It’s interesting we may soon be talking term limits again

What you need to know:

  • Term limits. Maybe all this stuff is gnawing on Mr Niwagaba’s mind. Having lost to Mr Museveni on the presidential limits fights, he must be thinking about Uganda the day after. No one wants the country to return to political chaos after Mr Museveni’s decades finally close.

The shadow attorney general has finally got the nod from Parliament to table a private member’s Bill on electoral reforms.
Mr Wilfred Niwagaba, also the Ndorwa East MP, wants the Judicial Service Commission, and not the president, to appoint the head and commissioners of the Electoral Commission.

Mr Niwagaba is an ambitious man. He is proposing several other provisions. Another that stands out is the reintroduction in the Constitution of the two-term limit for a president.
This is the type of news that gets one thinking about how a society manages its affairs.

Entries from a dataset
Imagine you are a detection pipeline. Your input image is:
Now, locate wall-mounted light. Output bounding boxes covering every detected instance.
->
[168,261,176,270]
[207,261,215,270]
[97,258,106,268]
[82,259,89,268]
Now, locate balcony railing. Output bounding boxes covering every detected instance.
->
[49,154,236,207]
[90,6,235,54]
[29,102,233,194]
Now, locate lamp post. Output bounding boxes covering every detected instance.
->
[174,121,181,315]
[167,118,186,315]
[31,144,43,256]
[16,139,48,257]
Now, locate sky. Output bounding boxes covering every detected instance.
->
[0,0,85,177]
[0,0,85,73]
...
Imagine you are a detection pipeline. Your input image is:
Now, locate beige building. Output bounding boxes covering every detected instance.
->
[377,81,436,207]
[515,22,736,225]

• [TASK TO CARRY OUT]:
Using the text on term limits, decide whether each statement agrees with it: (a) Mr Niwagaba wants the president to appoint the head of the Electoral Commission; (b) Mr Niwagaba is the MP for Ndorwa East; (c) one of his proposals would bring back a two-term limit for a president. Answer yes or no for each, quoting the words from the text that settle it.

• [ANSWER TO THE TASK]:
(a) No: "wants the Judicial Service Commission, and not the president, to appoint the head and commissioners of the Electoral Commission."
(b) Yes: "Mr Wilfred Niwagaba, also the Ndorwa East MP"
(c) Yes: "Another that stands out is the reintroduction in the Constitution of the two-term limit for a president."